Listed records:
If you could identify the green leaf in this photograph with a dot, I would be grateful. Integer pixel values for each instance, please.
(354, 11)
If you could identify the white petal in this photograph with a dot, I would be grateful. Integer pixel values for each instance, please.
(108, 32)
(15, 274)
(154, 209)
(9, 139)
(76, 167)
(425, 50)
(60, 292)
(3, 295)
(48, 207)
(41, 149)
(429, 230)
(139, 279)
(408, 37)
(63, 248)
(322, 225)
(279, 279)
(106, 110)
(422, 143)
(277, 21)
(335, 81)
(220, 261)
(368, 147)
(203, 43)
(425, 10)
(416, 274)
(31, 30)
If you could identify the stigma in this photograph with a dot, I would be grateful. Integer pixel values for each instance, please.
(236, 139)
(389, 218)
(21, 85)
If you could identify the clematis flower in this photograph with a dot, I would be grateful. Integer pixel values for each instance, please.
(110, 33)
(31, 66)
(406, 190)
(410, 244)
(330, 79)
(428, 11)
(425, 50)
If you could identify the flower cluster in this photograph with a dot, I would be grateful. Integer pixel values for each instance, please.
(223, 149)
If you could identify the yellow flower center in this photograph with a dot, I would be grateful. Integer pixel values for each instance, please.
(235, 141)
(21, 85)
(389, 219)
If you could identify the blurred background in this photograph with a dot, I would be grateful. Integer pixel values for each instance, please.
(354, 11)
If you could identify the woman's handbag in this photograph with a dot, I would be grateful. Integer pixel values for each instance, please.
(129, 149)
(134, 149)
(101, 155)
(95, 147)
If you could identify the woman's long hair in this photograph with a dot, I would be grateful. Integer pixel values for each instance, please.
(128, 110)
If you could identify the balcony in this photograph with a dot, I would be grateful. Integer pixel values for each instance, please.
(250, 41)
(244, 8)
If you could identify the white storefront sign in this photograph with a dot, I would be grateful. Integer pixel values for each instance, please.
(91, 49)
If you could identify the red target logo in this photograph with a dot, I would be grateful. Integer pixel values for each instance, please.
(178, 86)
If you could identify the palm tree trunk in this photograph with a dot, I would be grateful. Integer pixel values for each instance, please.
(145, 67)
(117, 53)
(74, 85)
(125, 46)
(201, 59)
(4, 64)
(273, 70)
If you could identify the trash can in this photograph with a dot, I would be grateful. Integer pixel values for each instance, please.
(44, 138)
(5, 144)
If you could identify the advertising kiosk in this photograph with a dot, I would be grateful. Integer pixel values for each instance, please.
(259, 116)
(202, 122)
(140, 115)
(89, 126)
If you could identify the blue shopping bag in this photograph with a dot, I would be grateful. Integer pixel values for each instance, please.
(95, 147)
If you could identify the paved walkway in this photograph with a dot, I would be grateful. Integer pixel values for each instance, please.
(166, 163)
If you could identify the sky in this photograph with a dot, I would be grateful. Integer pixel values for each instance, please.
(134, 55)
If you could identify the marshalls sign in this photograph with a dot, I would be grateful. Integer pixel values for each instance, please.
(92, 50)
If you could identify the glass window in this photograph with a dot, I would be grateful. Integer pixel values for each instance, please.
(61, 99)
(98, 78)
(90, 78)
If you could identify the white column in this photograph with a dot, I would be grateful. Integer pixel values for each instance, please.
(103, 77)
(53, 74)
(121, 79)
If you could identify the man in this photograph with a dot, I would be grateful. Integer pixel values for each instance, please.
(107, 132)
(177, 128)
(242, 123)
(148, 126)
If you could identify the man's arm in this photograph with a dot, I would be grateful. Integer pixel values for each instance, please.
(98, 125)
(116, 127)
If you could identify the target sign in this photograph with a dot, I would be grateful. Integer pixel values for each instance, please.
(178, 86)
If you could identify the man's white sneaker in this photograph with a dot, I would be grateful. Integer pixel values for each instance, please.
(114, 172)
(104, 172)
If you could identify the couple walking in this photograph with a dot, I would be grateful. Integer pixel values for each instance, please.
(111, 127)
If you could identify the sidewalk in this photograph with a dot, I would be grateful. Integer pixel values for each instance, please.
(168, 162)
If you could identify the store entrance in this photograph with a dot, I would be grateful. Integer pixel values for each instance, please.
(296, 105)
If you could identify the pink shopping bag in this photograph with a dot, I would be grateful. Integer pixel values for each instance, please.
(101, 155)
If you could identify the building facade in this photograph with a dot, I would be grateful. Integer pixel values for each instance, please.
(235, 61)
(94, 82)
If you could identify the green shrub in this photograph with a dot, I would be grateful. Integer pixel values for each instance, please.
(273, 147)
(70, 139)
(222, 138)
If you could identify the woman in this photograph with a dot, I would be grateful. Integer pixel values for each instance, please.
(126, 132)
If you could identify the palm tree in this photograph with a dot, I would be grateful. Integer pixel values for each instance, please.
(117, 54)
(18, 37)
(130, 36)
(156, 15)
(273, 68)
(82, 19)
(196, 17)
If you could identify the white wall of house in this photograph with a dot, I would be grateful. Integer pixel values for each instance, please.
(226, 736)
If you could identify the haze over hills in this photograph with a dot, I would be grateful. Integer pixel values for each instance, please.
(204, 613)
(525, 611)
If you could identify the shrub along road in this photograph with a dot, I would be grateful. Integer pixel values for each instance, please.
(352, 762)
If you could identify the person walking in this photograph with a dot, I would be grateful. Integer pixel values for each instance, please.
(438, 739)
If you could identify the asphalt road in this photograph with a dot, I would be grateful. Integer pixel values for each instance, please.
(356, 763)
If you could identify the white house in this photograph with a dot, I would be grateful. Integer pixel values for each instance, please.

Work to complete: Write all the records out again. Nothing may differ from the original.

Response area:
If you could identify the green leaf in this photograph with a dot, I would be grateful. Integer pixel values for each instance, please.
(354, 11)
If you could identify the white petal in this photograph with a dot, I would be grateful. Integer pixel values for each instance, please.
(108, 32)
(15, 274)
(154, 209)
(9, 139)
(76, 167)
(425, 50)
(60, 292)
(3, 295)
(48, 207)
(41, 149)
(429, 230)
(139, 279)
(408, 37)
(63, 248)
(322, 225)
(279, 279)
(106, 110)
(422, 143)
(277, 21)
(335, 81)
(220, 261)
(368, 147)
(203, 43)
(425, 10)
(416, 274)
(31, 30)
If you could identify the stigma in this photograph with a dot, I would be grateful. Integer pixel values for each instance, please.
(236, 139)
(389, 218)
(21, 85)
If you could identify the clematis flower in this photograph with a dot, I would be grateful. Integer pixel values for each instance, please.
(110, 33)
(31, 66)
(406, 190)
(410, 244)
(330, 79)
(428, 11)
(425, 50)
If you could identify the flower cluster in this photograph with a dot, I would be grateful. Integer pixel values for each instance, please.
(223, 149)
If you could identify the yellow flower center in this photograph with a dot, I would be grateful. Integer pixel values for each instance, please.
(235, 141)
(21, 85)
(389, 219)
If you could identify the blurred background in this photograph with a dot, I would be grateful. Integer pixel values for each instance, please.
(354, 11)
If you could identify the woman's handbag in this photograph with a dot, I would be grateful. Integer pixel values for each instance, please.
(129, 149)
(134, 149)
(101, 155)
(95, 147)
If you could identify the woman's long hair in this photograph with a dot, I would be grateful. Integer pixel values for each instance, please.
(128, 110)
If you could identify the balcony in this photograph with a dot, I would be grateful. Integer pixel values for each instance, please.
(250, 41)
(244, 8)
If you could identify the white storefront sign in this photograph with a dot, I would be grateful. Integer pixel values for each instance, please.
(91, 49)
If you could identify the red target logo in this photograph with a dot, I would be grateful. Integer pixel values for each instance, please.
(178, 86)
If you could identify the palm tree trunk in this photograph with a dot, I would be grateful. Integer pixel values for each instance, please.
(145, 67)
(117, 53)
(74, 85)
(125, 46)
(201, 59)
(4, 64)
(273, 70)
If you could identify the trash can in this photograph with a dot, I would be grateful. Integer pixel values for each instance, please.
(44, 138)
(5, 144)
If you could identify the advertising kiosk in this photograph with a dot, I would be grateful. Integer pixel values for each instance, please.
(259, 116)
(202, 122)
(140, 115)
(89, 126)
If you could identify the blue shopping bag in this photograph with a dot, I would be grateful. Integer pixel values for each instance, please.
(95, 147)
If you could identify the paved walkway in this photograph with a dot, I would be grateful. Integer pixel values for each instance, please.
(166, 163)
If you could identify the sky in this photograph with a dot, I would be grateful. Integer pixel values for each instance, please.
(134, 55)
If you could identify the marshalls sign in this photograph with a dot, I would be grateful. Integer pixel values for each instance, please.
(92, 50)
If you could identify the glass window in this photograph with a dot, I would be grateful. Integer pixel values for each instance, please.
(61, 99)
(98, 78)
(90, 78)
If you could identify the white column in this photograph with a dot, I would be grateful. Integer pixel values for each instance, please.
(103, 77)
(53, 74)
(121, 79)
If you could identify the man in this photograph with a dot, I would be grateful. Integer pixel values for each instance, please.
(107, 132)
(177, 128)
(242, 123)
(148, 126)
If you could identify the man's arm in this photograph with a dot, I would be grateful. Integer pixel values for each instance, please.
(98, 125)
(116, 127)
If you could identify the target sign in this photograph with a dot, I would be grateful. Integer pixel values for each instance, please.
(178, 86)
If you could identify the man's white sneaker in this photograph with a dot, I would be grateful. Integer pixel values for each instance, please.
(114, 172)
(104, 172)
If you could identify the couple walking in this photograph with a dot, I would be grateful. Integer pixel values for each instance, please.
(111, 127)
If you could identify the sidewalk in this photograph with a dot, I would be grateful. Integer pixel values for each instance, please.
(168, 162)
If you could identify the store entrance in this photograph with a dot, I would be grateful. Integer pixel values for each instance, please.
(296, 105)
If you could identify the pink shopping bag in this photograph with a dot, I would be grateful. Integer pixel values for each instance, please.
(101, 155)
If you could identify the building facade in this photograph with a dot, I would be grateful. Integer pixel values for each instance, please.
(235, 61)
(94, 82)
If you could identify the green shrub in this photograph with a dot, I would be grateful. Integer pixel values for each instance, please.
(273, 147)
(70, 139)
(222, 138)
If you could identify the woman in this photograph with a dot, I would be grateful. Integer pixel values for each instance, please.
(126, 132)
If you could identify the palm tree in this photograph with a dot, I would be grateful. Integer pixel values for each instance, please.
(117, 54)
(18, 37)
(130, 36)
(156, 15)
(273, 68)
(82, 19)
(196, 17)
If you could identify the white wall of house in this photograph with a dot, I would be grateful. Integer pixel values for each instance, please.
(226, 736)
If you could identify the haze over hills in this photograph with a dot, I would be grateful. Integer pixel values for each instance, please.
(204, 613)
(525, 611)
If you could identify the shrub along road in this photograph with a dot, I would be grateful. Integer pixel values for each instance, please.
(352, 762)
If you could identify the person walking in this photograph with a dot, I would be grateful. Integer pixel values for each instance, please.
(438, 739)
If you could identify the asphalt road in this photograph with a dot, I would be grateful. Integer pixel values for each instance, please.
(356, 763)
If you could identify the white house in this photograph with a dot, I would be grateful. Integer pixel values for each instance, please.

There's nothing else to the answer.